Complete the following:
1. Answer these questions about the forum post on whether a gawk function can return an array, one line each:
(a) What error message does the poster get when trying to return an array?
(b) What does the poster call the usual workaround?
(c) In the TAWK example, what does the final print output if "local A" is left out?
2. Pick up the forum thread about returning arrays from gawk functions at the point where the text stops, and keep writing it.

Google Groups no longer supports new Usenet posts or subscriptions. Historical content remains viewable.
Dismiss

GAWK Issue/question/curiosity #2: (can a function return an array?)

79 views
Skip to first unread message

Kenny McCormack

unread,
Mar 26, 2015, 10:06:49 AM3/26/15
to
Can I have a user-defined function that returns an array?
Like: function foo() { A[1];return A }

As far as I can tell, the answer is "no"; whenever I try I get:

gawk4: cmd. line:1: fatal: attempt to use array `A' in a scalar context

I'm aware that the usual workaround is to pass an array in as a parameter
and have the function modify the array. But that's not really as
convenient as if the function could just return the array.

Incidentally, this works in TAWK:

C:>awkw 'function foo() { local A;A[1];return A } BEGIN {A[2];A=foo();for (i in A) print i}'
1
C:>

Note that if you leave out the "local A", then the final print will print
both 1 and 2.
--
"Remember when teachers, public employees, Planned Parenthood, NPR and PBS
crashed the stock market, wiped out half of our 401Ks, took trillions in
TARP money, spilled oil in the Gulf of Mexico, gave themselves billions in
bonuses, and paid no taxes? Yeah, me neither."

Record excerpts:
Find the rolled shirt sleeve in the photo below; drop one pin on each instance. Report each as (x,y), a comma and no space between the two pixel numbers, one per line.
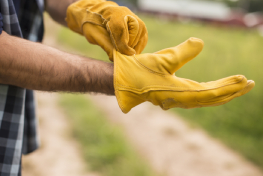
(1,23)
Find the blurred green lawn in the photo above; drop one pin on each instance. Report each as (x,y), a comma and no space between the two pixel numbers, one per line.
(228,51)
(104,146)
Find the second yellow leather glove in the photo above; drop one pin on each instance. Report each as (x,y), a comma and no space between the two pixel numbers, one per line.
(108,25)
(150,77)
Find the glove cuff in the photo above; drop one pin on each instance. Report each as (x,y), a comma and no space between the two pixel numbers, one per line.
(82,12)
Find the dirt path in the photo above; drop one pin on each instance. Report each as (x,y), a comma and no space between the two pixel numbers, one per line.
(59,154)
(167,142)
(171,146)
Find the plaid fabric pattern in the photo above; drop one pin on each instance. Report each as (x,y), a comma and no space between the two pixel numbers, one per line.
(17,107)
(1,23)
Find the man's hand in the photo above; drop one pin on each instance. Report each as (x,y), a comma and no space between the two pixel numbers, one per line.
(35,66)
(108,25)
(150,77)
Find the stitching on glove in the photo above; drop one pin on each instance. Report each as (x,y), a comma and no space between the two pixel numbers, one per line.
(171,88)
(150,70)
(112,37)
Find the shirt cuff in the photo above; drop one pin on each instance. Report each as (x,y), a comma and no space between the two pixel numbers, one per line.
(1,24)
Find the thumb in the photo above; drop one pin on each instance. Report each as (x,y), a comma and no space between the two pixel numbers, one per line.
(123,34)
(172,59)
(133,28)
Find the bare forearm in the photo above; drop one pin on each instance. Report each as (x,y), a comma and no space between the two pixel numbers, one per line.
(39,67)
(57,9)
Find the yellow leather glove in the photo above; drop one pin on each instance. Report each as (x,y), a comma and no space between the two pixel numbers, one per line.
(150,77)
(108,25)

Answers to the problems:
1.
(a) gawk4: cmd. line:1: fatal: attempt to use array `A' in a scalar context
(b) Pass an array in as a parameter and have the function modify the array.
(c) It prints both 1 and 2.

2.
Kenny McCormack

unread,
Apr 7, 2015, 7:36:21 AM4/7/15
to
In article <mf13po$4se$3...@news.xmission.com>,
Kenny McCormack <gaz...@shell.xmission.com> wrote:
>Can I have a user-defined function that returns an array?
>Like: function foo() { A[1];return A }
>
>As far as I can tell, the answer is "no"; whenever I try I get:
>
> gawk4: cmd. line:1: fatal: attempt to use array `A' in a scalar context
>
>I'm aware that the usual workaround is to pass an array in as a parameter
>and have the function modify the array. But that's not really as
>convenient as if the function could just return the array.
>
>Incidentally, this works in TAWK:
>
>C:>awkw 'function foo() { local A;A[1];return A } BEGIN {A[2];A=foo();for (i in
>A) print i}'
>1
>C:>
>
>Note that if you leave out the "local A", then the final print will print
>both 1 and 2.

Bump!!!

--
Those on the right constantly remind us that America is not a
democracy; now they claim that Obama is a threat to democracy.

Andrew Schorr

unread,
Apr 7, 2015, 8:45:47 PM4/7/15
to
On Tuesday, April 7, 2015 at 7:36:21 AM UTC-4, Kenny McCormack wrote:
> Kenny McCormack wrote:
> >Can I have a user-defined function that returns an array?
> >Like: function foo() { A[1];return A }
> >
> >As far as I can tell, the answer is "no"; whenever I try I get:
> >
> > gawk4: cmd. line:1: fatal: attempt to use array `A' in a scalar context
> >
> Bump!!!

I think you answered your own question. What more is there to say?

Regards,
Andy

Kenny McCormack

unread,
Apr 7, 2015, 9:17:42 PM4/7/15
to
In article <4ebb8860-5c88-46de...@googlegroups.com>,
OK, thanks. The point of many of these posts of mine is to get
confirmation from the experts. That's you.

So, you can't return an array from a function in GAWK, right?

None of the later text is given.